EXTRAIT SOURCE ->
Au cours des dernières décennies, peu d’armées furent autant analysées que la Wehrmacht. Ce sont d’ailleurs ses maréchaux qui furent parmi les plus scrutés. Or, des zones d’ombres subsistent quant à leurs activités guerrières et criminelles. C’est justement à ces zones que s’attaquèrent les biographies suivantes en se penchant sur trois des feld-maréchaux les plus connus de la Seconde Guerre mondiale : Erwin Rommel, Erich von Manstein et Walter Model.
Lemay, Benoît. Rommel. Paris, Perrin, 2009. 528 pages.
Dans cet ouvrage, l’historien québécois Benoît Lemay aborde la vie de Johannes Erwin Eugen Rommel. Même s’il s’agit d’un des militaires les plus connus du XXe siècle, une relecture de sa carrière s’imposait. C’est que son image fut tant instrumentalisée par les nazis et les Alliés qu’il fut tour à tour dépeint comme un soldat apolitique, un résistant et un nazi!
Utilisant des fonds d’archives allemands et américains ainsi que l’abondante correspondance que Rommel tint avec sa femme, Lemay avance une thèse fort simple: Rommel n’était pas un nazi et encore moins un résistant. Il était un carriériste narcissique qui soutint le IIIe Reich pour assurer son ascension sociale.
Ce livre renseignera ses lecteurs sur la jeunesse de Rommel et sa participation à la Grande Guerre où il s’y distingua en recevant la prestigieuse médaille Pour le mérite. Retenu au sein de la Reichswehr malgré l’absence d’une formation d’état-major, il devint directeur d’une école militaire. Il accueillit avec enthousiasme l’arrivée d’Hitler au pouvoir et le rencontra dans le cadre de ses fonctions. Le Führer vit en lui, un homme blond aux yeux bleus, un spécimen de « l’homme nouveau ». Il décida ainsi, sans l’assentiment de l’OKH, de confier à ce soldat d’infanterie la 7e Panzerdivision avec laquelle il s’illustrera en France en 1940.

TRAVAIL DEMANDÉ ->
1: Dites combien de lignes des enregistrements contiennent la chaîne « face » et donnez uniquement ce nombre.
2: Écrivez la suite de l'extrait sur les maréchaux de la Wehrmacht en reprenant juste après sa dernière phrase.
Ce texte n'a aucun lien avec les enregistrements.

DONNÉES FOURNIES ->
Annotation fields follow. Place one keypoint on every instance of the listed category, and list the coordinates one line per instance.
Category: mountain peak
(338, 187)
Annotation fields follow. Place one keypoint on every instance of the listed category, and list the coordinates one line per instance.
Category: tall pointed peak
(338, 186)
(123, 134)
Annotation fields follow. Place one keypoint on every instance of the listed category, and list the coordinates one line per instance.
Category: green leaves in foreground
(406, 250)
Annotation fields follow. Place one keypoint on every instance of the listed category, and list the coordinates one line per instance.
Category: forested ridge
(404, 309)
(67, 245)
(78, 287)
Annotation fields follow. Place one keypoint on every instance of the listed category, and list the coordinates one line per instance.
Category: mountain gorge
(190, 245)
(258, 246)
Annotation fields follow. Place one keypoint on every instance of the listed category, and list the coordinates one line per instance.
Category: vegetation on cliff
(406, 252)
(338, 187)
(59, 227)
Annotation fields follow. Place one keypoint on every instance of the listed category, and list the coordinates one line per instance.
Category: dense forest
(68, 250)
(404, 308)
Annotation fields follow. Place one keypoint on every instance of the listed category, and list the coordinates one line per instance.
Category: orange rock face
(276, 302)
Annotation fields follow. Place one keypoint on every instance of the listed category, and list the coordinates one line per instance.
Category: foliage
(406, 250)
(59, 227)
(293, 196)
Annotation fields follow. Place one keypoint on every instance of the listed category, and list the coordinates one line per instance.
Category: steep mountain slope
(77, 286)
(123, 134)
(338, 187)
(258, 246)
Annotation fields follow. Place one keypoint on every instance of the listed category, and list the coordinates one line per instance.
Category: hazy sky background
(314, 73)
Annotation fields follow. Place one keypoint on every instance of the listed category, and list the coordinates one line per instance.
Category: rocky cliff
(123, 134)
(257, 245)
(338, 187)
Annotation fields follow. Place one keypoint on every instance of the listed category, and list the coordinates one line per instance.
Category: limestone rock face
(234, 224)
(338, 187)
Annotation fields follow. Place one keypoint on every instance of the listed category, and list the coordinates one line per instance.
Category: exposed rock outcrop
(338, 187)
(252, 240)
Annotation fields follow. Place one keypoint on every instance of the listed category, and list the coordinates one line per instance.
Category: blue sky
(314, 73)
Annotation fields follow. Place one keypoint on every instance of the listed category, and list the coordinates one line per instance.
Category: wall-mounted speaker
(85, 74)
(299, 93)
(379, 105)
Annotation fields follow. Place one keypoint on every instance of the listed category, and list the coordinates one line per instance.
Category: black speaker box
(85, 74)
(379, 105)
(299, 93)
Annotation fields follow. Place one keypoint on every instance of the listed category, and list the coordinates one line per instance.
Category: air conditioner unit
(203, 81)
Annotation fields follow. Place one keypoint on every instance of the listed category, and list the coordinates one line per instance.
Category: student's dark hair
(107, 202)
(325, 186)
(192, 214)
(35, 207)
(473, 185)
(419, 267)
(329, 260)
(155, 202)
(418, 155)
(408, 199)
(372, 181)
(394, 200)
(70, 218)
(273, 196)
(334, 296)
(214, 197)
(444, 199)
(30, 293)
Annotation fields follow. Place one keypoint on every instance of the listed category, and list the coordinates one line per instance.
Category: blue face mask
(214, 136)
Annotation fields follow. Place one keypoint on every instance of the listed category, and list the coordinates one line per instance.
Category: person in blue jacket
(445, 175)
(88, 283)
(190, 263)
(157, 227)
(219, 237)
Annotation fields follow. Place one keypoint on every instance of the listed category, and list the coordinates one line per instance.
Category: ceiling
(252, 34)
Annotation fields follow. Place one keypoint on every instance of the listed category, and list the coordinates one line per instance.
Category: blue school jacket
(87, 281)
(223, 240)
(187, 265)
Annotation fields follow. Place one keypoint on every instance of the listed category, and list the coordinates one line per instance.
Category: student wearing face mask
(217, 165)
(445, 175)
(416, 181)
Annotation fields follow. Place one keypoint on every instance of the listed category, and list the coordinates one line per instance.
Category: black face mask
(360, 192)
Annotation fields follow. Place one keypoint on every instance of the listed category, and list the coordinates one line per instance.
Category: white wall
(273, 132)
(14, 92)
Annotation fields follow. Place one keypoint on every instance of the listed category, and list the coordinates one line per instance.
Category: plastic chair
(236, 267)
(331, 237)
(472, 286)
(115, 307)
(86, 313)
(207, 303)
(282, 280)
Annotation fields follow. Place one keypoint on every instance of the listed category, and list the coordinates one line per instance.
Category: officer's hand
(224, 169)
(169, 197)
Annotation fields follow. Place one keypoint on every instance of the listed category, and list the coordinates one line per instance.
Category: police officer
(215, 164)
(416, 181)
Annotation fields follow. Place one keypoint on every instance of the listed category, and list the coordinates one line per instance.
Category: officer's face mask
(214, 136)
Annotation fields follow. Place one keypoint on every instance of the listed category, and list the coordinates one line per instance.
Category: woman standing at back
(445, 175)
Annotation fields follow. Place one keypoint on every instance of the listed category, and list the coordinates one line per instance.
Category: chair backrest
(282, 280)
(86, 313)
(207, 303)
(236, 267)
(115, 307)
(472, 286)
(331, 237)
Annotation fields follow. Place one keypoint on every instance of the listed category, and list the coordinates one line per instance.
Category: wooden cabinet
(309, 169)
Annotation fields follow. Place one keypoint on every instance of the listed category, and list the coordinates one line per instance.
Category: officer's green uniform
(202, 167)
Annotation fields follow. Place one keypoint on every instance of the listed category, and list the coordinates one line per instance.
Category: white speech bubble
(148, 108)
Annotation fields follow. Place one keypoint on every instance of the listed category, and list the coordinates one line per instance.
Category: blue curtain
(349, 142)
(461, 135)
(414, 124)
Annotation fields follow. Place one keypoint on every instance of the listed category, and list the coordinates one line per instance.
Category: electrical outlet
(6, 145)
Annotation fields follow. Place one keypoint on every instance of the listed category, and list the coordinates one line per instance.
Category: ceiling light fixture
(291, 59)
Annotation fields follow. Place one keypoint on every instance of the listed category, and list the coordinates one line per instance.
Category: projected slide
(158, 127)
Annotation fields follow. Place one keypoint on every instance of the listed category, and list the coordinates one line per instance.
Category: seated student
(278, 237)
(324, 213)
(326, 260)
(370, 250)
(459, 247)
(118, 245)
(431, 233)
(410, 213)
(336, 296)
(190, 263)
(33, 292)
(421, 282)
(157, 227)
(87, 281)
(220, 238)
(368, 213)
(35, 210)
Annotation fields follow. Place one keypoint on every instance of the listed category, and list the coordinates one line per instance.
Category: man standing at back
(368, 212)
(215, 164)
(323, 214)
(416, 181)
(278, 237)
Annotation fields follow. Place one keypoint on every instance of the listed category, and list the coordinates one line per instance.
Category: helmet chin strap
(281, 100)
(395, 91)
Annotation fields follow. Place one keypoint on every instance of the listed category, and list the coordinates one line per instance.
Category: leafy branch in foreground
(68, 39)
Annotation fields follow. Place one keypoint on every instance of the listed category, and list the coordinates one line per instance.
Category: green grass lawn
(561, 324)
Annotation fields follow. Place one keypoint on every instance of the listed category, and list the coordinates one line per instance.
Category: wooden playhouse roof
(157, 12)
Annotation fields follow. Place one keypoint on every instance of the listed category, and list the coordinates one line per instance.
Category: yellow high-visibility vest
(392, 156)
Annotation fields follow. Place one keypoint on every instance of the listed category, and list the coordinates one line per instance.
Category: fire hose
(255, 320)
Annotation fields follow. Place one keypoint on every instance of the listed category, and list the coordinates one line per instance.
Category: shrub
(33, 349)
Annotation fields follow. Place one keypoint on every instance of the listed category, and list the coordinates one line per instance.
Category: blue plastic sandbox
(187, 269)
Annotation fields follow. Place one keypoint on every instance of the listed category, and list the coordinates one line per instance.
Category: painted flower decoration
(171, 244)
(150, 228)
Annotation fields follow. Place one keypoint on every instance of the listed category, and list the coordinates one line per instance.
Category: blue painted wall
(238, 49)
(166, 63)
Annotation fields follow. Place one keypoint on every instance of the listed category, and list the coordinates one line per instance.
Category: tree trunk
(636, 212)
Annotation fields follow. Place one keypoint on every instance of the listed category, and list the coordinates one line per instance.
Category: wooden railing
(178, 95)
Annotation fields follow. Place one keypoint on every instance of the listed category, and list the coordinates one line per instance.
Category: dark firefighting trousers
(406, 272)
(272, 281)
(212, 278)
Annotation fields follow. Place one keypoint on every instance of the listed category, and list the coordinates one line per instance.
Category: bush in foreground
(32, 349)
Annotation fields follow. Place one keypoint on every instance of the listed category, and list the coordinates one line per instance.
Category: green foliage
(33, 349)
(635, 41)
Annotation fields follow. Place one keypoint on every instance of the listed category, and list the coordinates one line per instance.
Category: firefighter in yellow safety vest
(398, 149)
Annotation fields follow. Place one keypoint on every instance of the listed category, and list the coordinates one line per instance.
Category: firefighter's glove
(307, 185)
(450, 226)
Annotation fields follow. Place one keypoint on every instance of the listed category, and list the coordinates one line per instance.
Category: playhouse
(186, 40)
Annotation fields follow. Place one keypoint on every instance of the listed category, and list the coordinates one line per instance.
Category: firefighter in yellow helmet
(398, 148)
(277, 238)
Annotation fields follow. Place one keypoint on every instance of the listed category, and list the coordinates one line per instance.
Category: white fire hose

RÉPONSES AUX EXERCICES ->
1: 6

2:
Dès lors, l’ascension de Rommel était assurée ; il devint l’officier favori du Führer et l’instrument de propagande de prédilection de Goebbels. Non seulement ce soldat intrépide était issu du peuple, mais son côté narcissique le poussait à devenir une bête médiatique. Sa carrière dépendait en grande partie du dictateur et il le savait.
Le livre aborde ensuite l’épopée africaine de Rommel qui, à la tête de l’Afrikakorps, accumula des victoires sous un climat accablant et malgré les difficultés de ravitaillement. Retiré de ce front en difficulté afin de préserver le héros national dont tant de panégyriques avaient consacré l’invincibilité, on revoit Rommel comme responsable des défenses du mur de l’Atlantique et lors du débarquement de Normandie.
Peu après, l’opération Walkyrie fut lancée. Selon l’enquête de Lemay sur l’engagement de Rommel dans ce complot visant l’assassinat d’Hitler, celui-ci n’était pas partie prenante de la conjuration. Le feld-maréchal n’était pas un résistant : il ne désira jamais l’élimination du Führer et ce dernier conserva jusqu’à la fin le respect de son homme lige. Cependant, certains comploteurs l’impliquèrent dans l’opération Walkyrie. Après l’échec de la conjuration le régime lui donna deux choix : un procès assorti de l’inévitable condamnation à mort puis de la déportation de sa famille ou un suicide et des obsèques nationales. Rommel choisit la seconde option.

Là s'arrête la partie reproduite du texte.